#### [Dokument]

------------------------------------------------------------------------

Es könnte sich um ein Modell des Triadischen Balletts*
von Oskar Schlemmer** handeln.

 

Es kommt nicht oft vor, aber es kommt vor, dass ich nicht weiß, wo, wann, warum oder wie ein Exponat in das „Museum der Unerhörten Dinge“ kam. Bei diesem Ding, das sich schon seit den Anfangstagen des Museums im Depot befindet, bin ich mir nur seiner Existenz sicher. Weder der Fundort, noch seine Herkunft, seine gesamte Existenz vor seinem Dasein im Museumsdepot, die vormusealische Bedeutung ist mir absolut unbekannt.
Dieses „keine-Ahnung,-was-das-ist“ beflügelt die Vorstellungskraft mehr, als eine abgesicherte Datenlage, die klipp und klar sagt, was es ist, was es soll, wozu es gebraucht wurde oder wird.

------------------------------------------------------------------------

#### [Aufgabe 1]
Welche Fragewörter zählt der Text über das Exponat auf, um zu sagen, was über die Herkunft des Dings nicht bekannt ist? Nenne alle.

#### [Datensatzauszug]
------------------------------------------------------------------------

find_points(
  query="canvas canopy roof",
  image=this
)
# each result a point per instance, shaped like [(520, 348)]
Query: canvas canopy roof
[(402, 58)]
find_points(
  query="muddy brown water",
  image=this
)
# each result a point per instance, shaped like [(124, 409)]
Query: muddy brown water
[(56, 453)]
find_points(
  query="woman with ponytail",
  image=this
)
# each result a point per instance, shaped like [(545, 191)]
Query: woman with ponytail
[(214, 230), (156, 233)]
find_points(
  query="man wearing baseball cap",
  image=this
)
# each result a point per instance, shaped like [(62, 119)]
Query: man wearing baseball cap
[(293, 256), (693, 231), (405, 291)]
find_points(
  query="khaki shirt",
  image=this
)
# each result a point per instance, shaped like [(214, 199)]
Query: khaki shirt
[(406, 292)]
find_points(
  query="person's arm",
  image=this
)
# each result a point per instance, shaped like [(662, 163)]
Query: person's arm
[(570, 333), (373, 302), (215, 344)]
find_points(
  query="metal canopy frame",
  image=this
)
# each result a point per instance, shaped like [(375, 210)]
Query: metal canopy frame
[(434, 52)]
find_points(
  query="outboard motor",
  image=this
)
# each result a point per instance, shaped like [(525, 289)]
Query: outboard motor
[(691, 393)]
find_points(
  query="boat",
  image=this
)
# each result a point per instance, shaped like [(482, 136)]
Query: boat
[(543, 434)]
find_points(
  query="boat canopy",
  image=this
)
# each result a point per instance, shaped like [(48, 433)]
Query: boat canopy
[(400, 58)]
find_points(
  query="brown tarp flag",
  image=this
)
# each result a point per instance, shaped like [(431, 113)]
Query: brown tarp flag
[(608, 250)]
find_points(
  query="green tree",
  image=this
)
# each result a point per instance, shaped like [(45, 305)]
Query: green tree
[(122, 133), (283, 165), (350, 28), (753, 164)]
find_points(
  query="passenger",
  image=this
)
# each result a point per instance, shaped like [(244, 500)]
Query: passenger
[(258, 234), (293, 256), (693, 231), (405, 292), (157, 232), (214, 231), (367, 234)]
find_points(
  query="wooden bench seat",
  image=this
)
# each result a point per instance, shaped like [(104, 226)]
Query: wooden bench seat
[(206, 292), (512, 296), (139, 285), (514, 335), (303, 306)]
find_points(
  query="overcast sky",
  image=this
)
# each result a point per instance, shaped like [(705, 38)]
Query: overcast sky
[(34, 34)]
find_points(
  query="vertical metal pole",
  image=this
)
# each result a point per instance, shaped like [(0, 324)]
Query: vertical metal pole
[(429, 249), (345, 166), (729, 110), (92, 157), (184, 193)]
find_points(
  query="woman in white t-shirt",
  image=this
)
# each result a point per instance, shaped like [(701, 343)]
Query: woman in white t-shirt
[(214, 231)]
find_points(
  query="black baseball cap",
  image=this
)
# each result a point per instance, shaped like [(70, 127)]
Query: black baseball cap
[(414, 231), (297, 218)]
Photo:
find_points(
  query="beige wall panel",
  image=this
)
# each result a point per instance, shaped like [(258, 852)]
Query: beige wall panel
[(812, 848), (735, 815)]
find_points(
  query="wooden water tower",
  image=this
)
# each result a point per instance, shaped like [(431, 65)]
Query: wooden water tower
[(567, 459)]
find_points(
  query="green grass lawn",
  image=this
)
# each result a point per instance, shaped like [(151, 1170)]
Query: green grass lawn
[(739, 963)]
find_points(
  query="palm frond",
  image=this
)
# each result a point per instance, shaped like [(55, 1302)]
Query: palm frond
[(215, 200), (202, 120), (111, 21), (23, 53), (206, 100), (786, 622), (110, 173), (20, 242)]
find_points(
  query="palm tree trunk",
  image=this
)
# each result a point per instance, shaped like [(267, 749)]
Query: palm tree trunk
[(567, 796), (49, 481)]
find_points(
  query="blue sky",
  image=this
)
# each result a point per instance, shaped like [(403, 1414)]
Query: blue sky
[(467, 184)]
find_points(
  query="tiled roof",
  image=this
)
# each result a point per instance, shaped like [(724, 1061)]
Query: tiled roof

------------------------------------------------------------------------

#### [Aufgabe 2]
Tippe die Zeilen der Datensätze vom Anfang der Datensätze bis zu der Zeile mit "[(402, 58)]", beide eingeschlossen, genau ab.

#### [Vollständige Antwort 1]
wo, wann, warum, wie

#### [Vollständige Antwort 2]
find_points(
  query="canvas canopy roof",
  image=this
)
# each result a point per instance, shaped like [(520, 348)]
Query: canvas canopy roof
[(402, 58)]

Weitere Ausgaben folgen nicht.